Start of Text passage

History of Hope Lodge
Hope Lodge was built between 1743 and 1748 by Samuel Morris, a prosperous Quaker entrepreneur. Morris acted as a farmer, shipowner, miller, iron master, shop owner, and owner of the mill now known as Mather Mill. Hope Lodge is an excellent example of early Georgian architecture, and it is possible that Edmund Woolley, architect of Independence Hall, offered advice in building. Samuel Morris owned the estate until his death in 1770, when it was inherited by his brother Joshua. Joshua in turn sold the property and dwelling to another Philadelphia merchant, William West.
The Wests lived at Hope Lodge from 1776 to 1782. The house was then known as Whitemarsh Farms and as Whitemarsh Estate. The Wests were in residence during the Whitemarsh Encampment, a six-week period of the American Revolution when the Continental Army camped in the surrounding fields after the Battle of Germantown and before encamping at Valley Forge. During that time the house was used as headquarters by George Washington's Surgeon General, John Cochran.
After William West's death, the house was sold to Henry Hope, a wealthy English banker. (Hope's family later gave its name to the famous diamond.) Never intending to live in Whitemarsh, Hope purchased the property as a wedding gift for his ward, James Watmough. It was the Watmoughs who named the site Hope Lodge, in honor of their benefactor.
Two generations of Watmoughs owned Hope Lodge before it was sold to Jacob Wentz, their tenant farmer, in 1832. The Wentz family remained in residence for ninety years and were the first of the owners to concentrate their attention primarily on farming the property rather than on business in Philadelphia. Lack of funds prevented them from installing gas lighting and indoor plumbing in the late 19th century, and thus the 18th century integrity of the structure was retained.

End of Text passage
Start of Information given

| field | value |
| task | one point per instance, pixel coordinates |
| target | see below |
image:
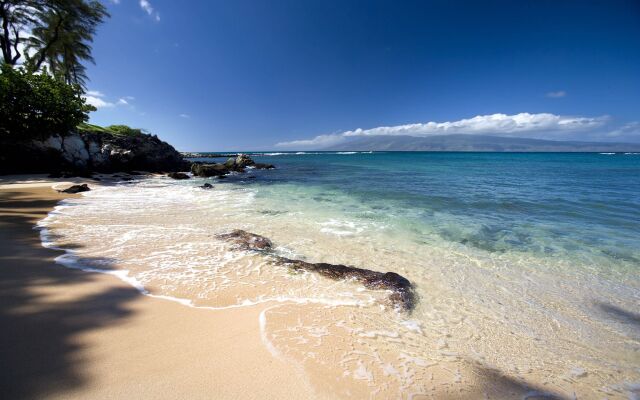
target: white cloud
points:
(97, 102)
(557, 94)
(629, 130)
(98, 99)
(148, 8)
(95, 93)
(523, 124)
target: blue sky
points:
(260, 75)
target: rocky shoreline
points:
(81, 153)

End of Information given

Exercise: Reproduce the full text on the history of Hope Lodge word for word. The data entries are separate material and have no connection to the history of Hope Lodge.

Output of the exercise:
History of Hope Lodge
Hope Lodge was built between 1743 and 1748 by Samuel Morris, a prosperous Quaker entrepreneur. Morris acted as a farmer, shipowner, miller, iron master, shop owner, and owner of the mill now known as Mather Mill. Hope Lodge is an excellent example of early Georgian architecture, and it is possible that Edmund Woolley, architect of Independence Hall, offered advice in building. Samuel Morris owned the estate until his death in 1770, when it was inherited by his brother Joshua. Joshua in turn sold the property and dwelling to another Philadelphia merchant, William West.
The Wests lived at Hope Lodge from 1776 to 1782. The house was then known as Whitemarsh Farms and as Whitemarsh Estate. The Wests were in residence during the Whitemarsh Encampment, a six-week period of the American Revolution when the Continental Army camped in the surrounding fields after the Battle of Germantown and before encamping at Valley Forge. During that time the house was used as headquarters by George Washington's Surgeon General, John Cochran.
After William West's death, the house was sold to Henry Hope, a wealthy English banker. (Hope's family later gave its name to the famous diamond.) Never intending to live in Whitemarsh, Hope purchased the property as a wedding gift for his ward, James Watmough. It was the Watmoughs who named the site Hope Lodge, in honor of their benefactor.
Two generations of Watmoughs owned Hope Lodge before it was sold to Jacob Wentz, their tenant farmer, in 1832. The Wentz family remained in residence for ninety years and were the first of the owners to concentrate their attention primarily on farming the property rather than on business in Philadelphia. Lack of funds prevented them from installing gas lighting and indoor plumbing in the late 19th century, and thus the 18th century integrity of the structure was retained.